What to work on: Find the line that contains "Would you be able to point out the carved wooden". Repeat that line and all lines following it, exactly, through the end of the listing below.

Image object location entries

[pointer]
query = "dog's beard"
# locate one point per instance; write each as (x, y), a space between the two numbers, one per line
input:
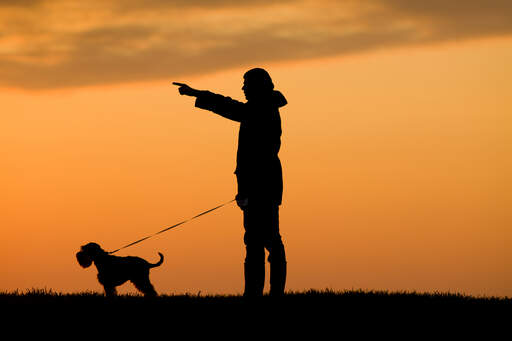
(83, 259)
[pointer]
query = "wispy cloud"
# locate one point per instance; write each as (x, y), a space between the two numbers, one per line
(47, 44)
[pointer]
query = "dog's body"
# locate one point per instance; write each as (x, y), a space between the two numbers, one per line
(114, 271)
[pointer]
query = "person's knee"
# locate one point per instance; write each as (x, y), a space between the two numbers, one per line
(276, 252)
(254, 254)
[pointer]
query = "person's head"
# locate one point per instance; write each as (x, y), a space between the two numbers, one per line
(257, 84)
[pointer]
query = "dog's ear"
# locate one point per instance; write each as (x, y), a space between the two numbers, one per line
(93, 249)
(83, 259)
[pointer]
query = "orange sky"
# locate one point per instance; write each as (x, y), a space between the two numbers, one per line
(396, 167)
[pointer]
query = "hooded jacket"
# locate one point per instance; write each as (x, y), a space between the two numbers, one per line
(258, 168)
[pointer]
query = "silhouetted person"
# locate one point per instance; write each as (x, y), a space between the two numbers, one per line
(258, 172)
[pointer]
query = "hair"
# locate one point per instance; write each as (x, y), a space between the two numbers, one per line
(261, 78)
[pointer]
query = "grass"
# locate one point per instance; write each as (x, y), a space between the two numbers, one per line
(312, 310)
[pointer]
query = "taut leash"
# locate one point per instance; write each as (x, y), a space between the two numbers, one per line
(173, 226)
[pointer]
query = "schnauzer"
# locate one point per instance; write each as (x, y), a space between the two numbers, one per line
(114, 271)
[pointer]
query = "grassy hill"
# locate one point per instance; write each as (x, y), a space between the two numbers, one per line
(310, 311)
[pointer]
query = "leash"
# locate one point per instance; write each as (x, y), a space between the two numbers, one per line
(173, 226)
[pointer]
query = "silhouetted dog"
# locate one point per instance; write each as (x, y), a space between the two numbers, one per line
(114, 271)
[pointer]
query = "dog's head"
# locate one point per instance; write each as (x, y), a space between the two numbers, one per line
(88, 253)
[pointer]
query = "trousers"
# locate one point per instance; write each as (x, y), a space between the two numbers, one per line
(261, 224)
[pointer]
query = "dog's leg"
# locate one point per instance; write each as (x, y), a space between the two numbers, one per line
(110, 291)
(144, 286)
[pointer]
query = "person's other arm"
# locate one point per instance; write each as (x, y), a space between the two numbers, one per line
(221, 105)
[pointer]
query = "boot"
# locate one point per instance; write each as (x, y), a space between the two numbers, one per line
(277, 278)
(254, 274)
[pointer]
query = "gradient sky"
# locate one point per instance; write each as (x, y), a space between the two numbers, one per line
(396, 140)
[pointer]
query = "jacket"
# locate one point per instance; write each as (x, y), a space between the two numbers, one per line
(258, 168)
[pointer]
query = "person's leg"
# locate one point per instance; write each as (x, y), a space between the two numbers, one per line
(254, 266)
(277, 255)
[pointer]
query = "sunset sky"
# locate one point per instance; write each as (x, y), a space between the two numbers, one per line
(396, 146)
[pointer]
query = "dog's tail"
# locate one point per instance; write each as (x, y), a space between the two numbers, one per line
(157, 263)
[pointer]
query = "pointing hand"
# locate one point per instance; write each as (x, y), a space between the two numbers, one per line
(184, 89)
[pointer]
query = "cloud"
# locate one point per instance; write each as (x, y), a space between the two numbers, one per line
(52, 44)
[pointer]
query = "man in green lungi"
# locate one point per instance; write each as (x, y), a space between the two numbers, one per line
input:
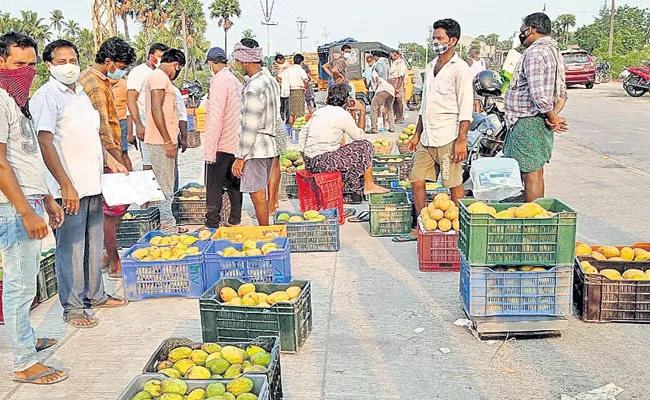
(536, 96)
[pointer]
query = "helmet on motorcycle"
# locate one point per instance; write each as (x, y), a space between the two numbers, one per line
(488, 83)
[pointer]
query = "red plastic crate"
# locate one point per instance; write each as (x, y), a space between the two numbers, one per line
(320, 192)
(438, 251)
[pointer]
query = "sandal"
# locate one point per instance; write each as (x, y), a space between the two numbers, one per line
(364, 216)
(121, 303)
(50, 371)
(407, 237)
(45, 343)
(69, 317)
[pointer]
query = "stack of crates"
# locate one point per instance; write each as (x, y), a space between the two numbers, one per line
(517, 267)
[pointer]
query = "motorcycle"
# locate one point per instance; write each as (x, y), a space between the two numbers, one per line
(192, 92)
(637, 82)
(602, 72)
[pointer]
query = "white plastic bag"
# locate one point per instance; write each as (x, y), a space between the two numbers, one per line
(496, 178)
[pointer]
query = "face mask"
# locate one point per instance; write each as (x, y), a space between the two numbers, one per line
(117, 74)
(17, 83)
(440, 48)
(65, 73)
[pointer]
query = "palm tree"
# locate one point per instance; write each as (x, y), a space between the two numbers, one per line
(224, 10)
(248, 34)
(72, 29)
(124, 9)
(57, 20)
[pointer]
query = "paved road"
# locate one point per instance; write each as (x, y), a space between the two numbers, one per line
(379, 323)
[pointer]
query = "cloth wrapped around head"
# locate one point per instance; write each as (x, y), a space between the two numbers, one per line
(247, 55)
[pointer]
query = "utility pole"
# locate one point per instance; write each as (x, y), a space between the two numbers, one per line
(611, 29)
(302, 25)
(267, 11)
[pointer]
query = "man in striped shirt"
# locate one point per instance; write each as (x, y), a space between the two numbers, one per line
(223, 123)
(262, 136)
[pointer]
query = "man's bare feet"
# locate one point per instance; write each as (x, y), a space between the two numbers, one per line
(40, 374)
(375, 189)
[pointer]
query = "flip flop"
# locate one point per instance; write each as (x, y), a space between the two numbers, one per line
(44, 344)
(363, 216)
(405, 238)
(32, 379)
(67, 318)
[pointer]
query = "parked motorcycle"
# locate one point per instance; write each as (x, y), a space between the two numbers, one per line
(603, 75)
(637, 82)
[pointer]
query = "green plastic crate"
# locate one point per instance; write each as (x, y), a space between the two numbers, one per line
(390, 214)
(487, 241)
(292, 322)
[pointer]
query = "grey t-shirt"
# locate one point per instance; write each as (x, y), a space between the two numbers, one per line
(23, 151)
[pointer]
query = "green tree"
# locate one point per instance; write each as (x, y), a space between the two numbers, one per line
(57, 21)
(225, 10)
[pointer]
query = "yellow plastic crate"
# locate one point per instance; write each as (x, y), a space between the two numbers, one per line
(257, 233)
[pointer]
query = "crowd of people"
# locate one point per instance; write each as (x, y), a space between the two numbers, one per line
(55, 147)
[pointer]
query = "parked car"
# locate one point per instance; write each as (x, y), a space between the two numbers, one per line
(580, 68)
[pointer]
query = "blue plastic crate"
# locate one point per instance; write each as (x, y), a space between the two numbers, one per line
(487, 292)
(173, 278)
(274, 267)
(149, 235)
(307, 237)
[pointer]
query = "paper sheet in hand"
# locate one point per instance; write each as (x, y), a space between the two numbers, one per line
(138, 187)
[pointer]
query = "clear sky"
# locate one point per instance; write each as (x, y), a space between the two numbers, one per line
(364, 20)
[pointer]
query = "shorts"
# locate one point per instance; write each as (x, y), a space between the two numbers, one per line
(257, 172)
(431, 162)
(125, 135)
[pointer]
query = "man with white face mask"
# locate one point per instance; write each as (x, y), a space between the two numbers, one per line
(440, 141)
(68, 135)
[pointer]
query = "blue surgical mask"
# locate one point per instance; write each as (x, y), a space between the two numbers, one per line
(118, 74)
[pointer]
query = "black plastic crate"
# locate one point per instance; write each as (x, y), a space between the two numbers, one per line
(292, 322)
(132, 229)
(271, 344)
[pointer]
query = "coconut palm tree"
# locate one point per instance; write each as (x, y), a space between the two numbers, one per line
(72, 29)
(224, 10)
(57, 21)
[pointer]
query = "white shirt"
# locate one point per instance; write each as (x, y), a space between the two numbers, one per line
(135, 81)
(293, 78)
(447, 99)
(326, 129)
(73, 120)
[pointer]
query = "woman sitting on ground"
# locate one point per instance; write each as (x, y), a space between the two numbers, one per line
(323, 149)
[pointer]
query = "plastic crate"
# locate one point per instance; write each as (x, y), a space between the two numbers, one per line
(172, 278)
(321, 192)
(292, 322)
(288, 186)
(487, 292)
(131, 230)
(600, 299)
(385, 180)
(46, 280)
(390, 214)
(239, 234)
(486, 240)
(270, 268)
(438, 251)
(271, 344)
(260, 385)
(306, 237)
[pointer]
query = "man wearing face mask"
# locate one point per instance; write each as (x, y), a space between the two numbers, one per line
(68, 134)
(221, 138)
(161, 133)
(24, 199)
(536, 96)
(440, 140)
(262, 136)
(111, 61)
(136, 96)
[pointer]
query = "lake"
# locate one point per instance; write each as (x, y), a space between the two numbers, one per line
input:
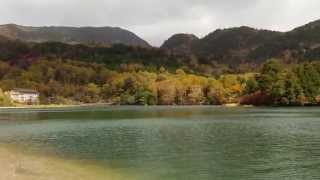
(202, 143)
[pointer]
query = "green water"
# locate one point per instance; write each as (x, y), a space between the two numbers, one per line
(176, 142)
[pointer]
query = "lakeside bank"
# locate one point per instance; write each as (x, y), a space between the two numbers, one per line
(17, 165)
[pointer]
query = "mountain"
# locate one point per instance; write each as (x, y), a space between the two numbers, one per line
(72, 35)
(180, 43)
(224, 45)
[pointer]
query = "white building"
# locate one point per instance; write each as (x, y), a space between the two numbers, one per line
(26, 96)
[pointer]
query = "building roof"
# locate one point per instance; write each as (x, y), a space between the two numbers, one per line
(26, 91)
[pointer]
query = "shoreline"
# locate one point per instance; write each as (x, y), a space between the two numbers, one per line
(17, 165)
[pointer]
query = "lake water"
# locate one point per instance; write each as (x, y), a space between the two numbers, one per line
(202, 143)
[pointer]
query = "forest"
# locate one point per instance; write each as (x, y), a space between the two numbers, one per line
(64, 81)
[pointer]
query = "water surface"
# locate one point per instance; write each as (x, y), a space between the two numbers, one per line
(175, 142)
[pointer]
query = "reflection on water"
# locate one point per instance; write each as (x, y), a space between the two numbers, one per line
(176, 142)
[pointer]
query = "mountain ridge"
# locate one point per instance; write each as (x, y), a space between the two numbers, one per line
(72, 35)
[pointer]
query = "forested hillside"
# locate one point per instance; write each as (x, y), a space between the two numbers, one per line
(240, 65)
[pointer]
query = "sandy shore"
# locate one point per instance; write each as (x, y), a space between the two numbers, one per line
(18, 166)
(53, 106)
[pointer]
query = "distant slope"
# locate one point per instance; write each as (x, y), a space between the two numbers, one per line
(227, 46)
(238, 45)
(72, 35)
(180, 43)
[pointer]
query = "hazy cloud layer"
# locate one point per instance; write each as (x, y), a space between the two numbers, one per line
(156, 20)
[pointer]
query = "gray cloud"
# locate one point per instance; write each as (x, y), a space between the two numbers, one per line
(156, 20)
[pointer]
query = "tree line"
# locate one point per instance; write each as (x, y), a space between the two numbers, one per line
(62, 81)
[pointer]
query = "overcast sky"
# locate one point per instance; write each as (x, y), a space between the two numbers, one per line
(157, 20)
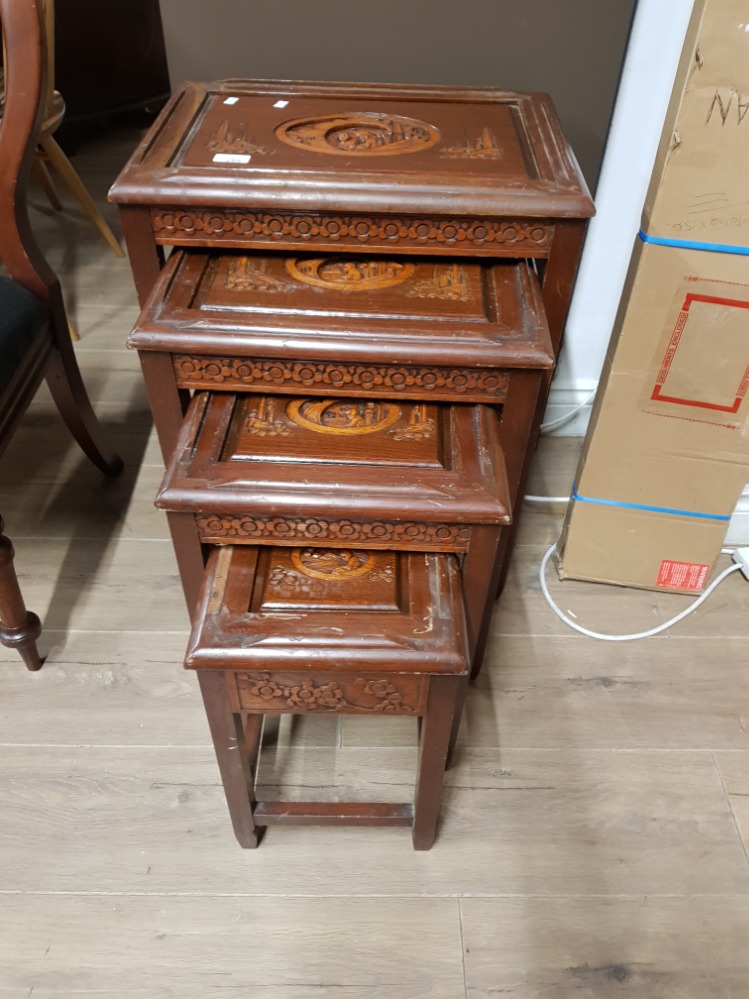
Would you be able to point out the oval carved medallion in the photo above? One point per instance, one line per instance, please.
(339, 563)
(342, 416)
(359, 134)
(349, 274)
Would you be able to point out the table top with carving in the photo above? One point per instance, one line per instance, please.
(348, 308)
(338, 458)
(342, 610)
(365, 148)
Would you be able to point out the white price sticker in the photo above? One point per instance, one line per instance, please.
(231, 158)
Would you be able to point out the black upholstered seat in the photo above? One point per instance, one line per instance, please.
(34, 333)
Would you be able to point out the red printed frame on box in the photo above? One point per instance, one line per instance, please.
(681, 322)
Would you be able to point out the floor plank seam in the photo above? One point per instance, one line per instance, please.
(729, 803)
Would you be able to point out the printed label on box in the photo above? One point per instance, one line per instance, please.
(682, 575)
(691, 378)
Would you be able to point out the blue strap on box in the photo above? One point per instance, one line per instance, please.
(644, 506)
(688, 244)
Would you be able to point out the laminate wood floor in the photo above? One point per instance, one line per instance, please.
(596, 821)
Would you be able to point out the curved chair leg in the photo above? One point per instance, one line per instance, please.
(42, 177)
(62, 165)
(71, 398)
(19, 628)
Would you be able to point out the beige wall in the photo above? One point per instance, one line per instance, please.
(571, 48)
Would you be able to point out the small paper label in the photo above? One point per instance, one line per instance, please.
(682, 575)
(231, 158)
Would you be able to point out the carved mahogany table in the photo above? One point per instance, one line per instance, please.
(308, 167)
(374, 633)
(348, 346)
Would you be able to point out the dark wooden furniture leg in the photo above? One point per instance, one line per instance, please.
(19, 628)
(146, 256)
(167, 401)
(189, 553)
(480, 568)
(67, 388)
(229, 742)
(436, 726)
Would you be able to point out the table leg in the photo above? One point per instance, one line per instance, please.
(146, 256)
(433, 748)
(228, 741)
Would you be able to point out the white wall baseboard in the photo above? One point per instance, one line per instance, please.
(738, 529)
(563, 401)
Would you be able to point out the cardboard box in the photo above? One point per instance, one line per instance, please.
(699, 190)
(667, 455)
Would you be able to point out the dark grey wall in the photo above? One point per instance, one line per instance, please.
(572, 49)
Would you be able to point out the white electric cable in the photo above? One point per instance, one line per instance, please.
(561, 420)
(625, 638)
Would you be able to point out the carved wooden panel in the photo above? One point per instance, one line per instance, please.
(332, 460)
(481, 154)
(329, 629)
(219, 225)
(326, 693)
(321, 378)
(375, 533)
(352, 325)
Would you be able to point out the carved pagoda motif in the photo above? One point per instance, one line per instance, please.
(246, 274)
(261, 420)
(359, 134)
(420, 427)
(485, 147)
(224, 140)
(447, 283)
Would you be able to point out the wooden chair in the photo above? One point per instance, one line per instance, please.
(34, 339)
(49, 152)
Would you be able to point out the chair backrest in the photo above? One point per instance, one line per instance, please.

Solution for this problem:
Would you be able to point out the carved wooden panel in the photo above? One point per instance, one line per instance, please.
(332, 460)
(481, 154)
(329, 629)
(219, 225)
(326, 693)
(321, 378)
(375, 533)
(352, 325)
Would you be able to point out the carved pagoda motif in the photo above? One point per instance, one line per instance, please.
(246, 274)
(261, 420)
(359, 134)
(420, 427)
(485, 147)
(224, 140)
(447, 283)
Would you be able to point out the wooden chair in the photo above? One point per instance, one line per instance, please.
(34, 339)
(49, 152)
Would you be able to point out the chair backrest in the photo above? One point per instance, one line per instance, please.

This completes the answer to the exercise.